OBJECTIVES
1. From the letter about Guy Rundle's errors, set down the passage that begins at the words "So keen is Rundle" and stops after "into each other.".
2. In the letter about Guy Rundle's errors, during which years does the writer say Roy Jenkins was Chancellor?
3. Using the letter about Guy Rundle's errors, explain why the writer says Alistair Darling could not have handed down a "Roy Jenkins" Budget.

━━━ TEXT SEGMENT

Rundle gets a ride:
David Long writes: Re. “Rundle’s UK: The last budget of the first (and perhaps only) Brown government” (yesterday, item 3) I’m not Peter Craven but Crikey’s editors truly have to do something about the never-knowingly-underwritten Guy Rundle’s recidivist error-making.
I don’t mean errors of interpretation but basic errors of fact.
So keen is Rundle to appear to be The Oracle, he just screws things up, and pollutes and builds arguments with nonsense around bogus facts.
The latest outrage;
Rundle writes: “Darling did not deliver a bribe-a-thon (feels weird to use darling as a surname, feels like saying “Sweetie was very prudent”), but nor did he bring down a ‘Roy Jenkins’ named for the late 70s budget of the Lib-Lab coalition, which instituted a range of cuts (as mandated by the IMF), thus possibly losing the last opportunity to forestall the creaking advance of the Iron Lady.”
There are several problems with this, and they tumble into each other.
Roy Jenkins wasn’t Chancellor in the late ’70s. He was Chancellor from 1967-1970.
Duly, the current Chancellor Alistair Darling couldn’t have handed down a “Roy Jenkins” Budget (the quoted accentuation was Rundle’s and, historically, Rundle’s alone), nor could that “Roy Jenkins” Budget present, as Rundle posits, “a last opportunity to forestall the creaking advance of the Iron Lady”.

━━━━━━
━━━ RECORD EXTRACTS

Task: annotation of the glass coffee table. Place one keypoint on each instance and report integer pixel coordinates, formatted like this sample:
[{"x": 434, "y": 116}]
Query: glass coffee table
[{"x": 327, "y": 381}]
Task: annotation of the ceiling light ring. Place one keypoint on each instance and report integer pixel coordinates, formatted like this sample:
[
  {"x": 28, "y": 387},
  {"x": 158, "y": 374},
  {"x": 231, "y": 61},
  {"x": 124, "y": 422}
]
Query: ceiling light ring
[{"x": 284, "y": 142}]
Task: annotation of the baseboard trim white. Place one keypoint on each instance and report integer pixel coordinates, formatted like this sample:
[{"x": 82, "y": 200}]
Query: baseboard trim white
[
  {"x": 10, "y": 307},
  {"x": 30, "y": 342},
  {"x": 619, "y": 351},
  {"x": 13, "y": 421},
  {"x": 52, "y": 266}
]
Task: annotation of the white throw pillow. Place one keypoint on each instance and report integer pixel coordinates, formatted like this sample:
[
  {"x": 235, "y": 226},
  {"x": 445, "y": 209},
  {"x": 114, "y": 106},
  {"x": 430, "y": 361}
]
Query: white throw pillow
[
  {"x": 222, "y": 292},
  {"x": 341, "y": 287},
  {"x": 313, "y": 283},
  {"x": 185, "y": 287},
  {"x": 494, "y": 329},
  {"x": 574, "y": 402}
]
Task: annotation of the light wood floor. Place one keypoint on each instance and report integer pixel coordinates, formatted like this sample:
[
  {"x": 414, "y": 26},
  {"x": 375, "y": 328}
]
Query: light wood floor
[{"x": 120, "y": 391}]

━━━━━━

EXERCISE SOLUTIONS
1.
So keen is Rundle to appear to be The Oracle, he just screws things up, and pollutes and builds arguments with nonsense around bogus facts.
The latest outrage;
Rundle writes: “Darling did not deliver a bribe-a-thon (feels weird to use darling as a surname, feels like saying “Sweetie was very prudent”), but nor did he bring down a ‘Roy Jenkins’ named for the late 70s budget of the Lib-Lab coalition, which instituted a range of cuts (as mandated by the IMF), thus possibly losing the last opportunity to forestall the creaking advance of the Iron Lady.”
There are several problems with this, and they tumble into each other.

2. From 1967 to 1970.

3. Roy Jenkins was Chancellor from 1967 to 1970, not in the late '70s, so the late-'70s budget Rundle named after him could not have been his. The writer adds that the "Roy Jenkins" label was Rundle's alone.